>> Begin SOURCE DATA

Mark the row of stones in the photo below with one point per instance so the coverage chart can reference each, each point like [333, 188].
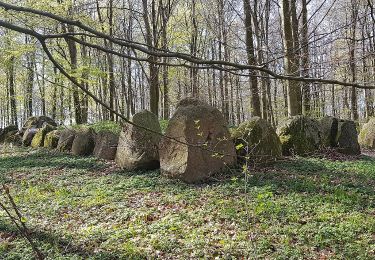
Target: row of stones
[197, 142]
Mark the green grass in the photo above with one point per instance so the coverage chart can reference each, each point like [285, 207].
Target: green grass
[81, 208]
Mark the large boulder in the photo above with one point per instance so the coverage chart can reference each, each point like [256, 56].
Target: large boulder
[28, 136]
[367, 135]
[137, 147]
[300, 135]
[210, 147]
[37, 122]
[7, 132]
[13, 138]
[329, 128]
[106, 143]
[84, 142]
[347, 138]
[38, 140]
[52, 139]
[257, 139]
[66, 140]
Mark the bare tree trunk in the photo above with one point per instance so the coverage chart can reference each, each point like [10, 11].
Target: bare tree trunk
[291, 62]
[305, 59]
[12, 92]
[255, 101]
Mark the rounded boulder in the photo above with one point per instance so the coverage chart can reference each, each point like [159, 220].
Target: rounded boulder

>> End SOURCE DATA
>> Begin SOURCE DATA

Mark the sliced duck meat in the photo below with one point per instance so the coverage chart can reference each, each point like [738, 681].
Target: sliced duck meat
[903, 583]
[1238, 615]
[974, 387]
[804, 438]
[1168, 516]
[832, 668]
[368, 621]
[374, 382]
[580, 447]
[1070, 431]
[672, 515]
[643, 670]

>> End SOURCE DATA

Switch "coverage chart" to "coverage map" in the part of the data that opens with the line containing "Mark the green" and closes with the line containing "Target: rounded boulder". Give back only those lines, with nothing else changed.

- OUTPUT OF THE TASK -
Mark the green grass in the photo above with one point per instance so the coverage map can reference each, each point like [285, 207].
Target: green grass
[81, 208]
Mark the large boulder in the photo above with one point per instance so the coverage map can reference each, each point like [256, 56].
Target: large boulder
[28, 136]
[367, 135]
[137, 147]
[300, 135]
[210, 147]
[37, 122]
[7, 132]
[13, 138]
[329, 128]
[106, 143]
[84, 142]
[347, 138]
[38, 140]
[52, 139]
[257, 139]
[66, 140]
Mark the bare tree trunk in the photo above with one point per instance so the coverage map can reference each, each point like [10, 11].
Target: bare tree trunk
[291, 62]
[305, 59]
[12, 92]
[255, 101]
Mark the rounded boulder in the photo above with one point per instance so the coverage map can reference each, each point like [159, 220].
Target: rounded boulder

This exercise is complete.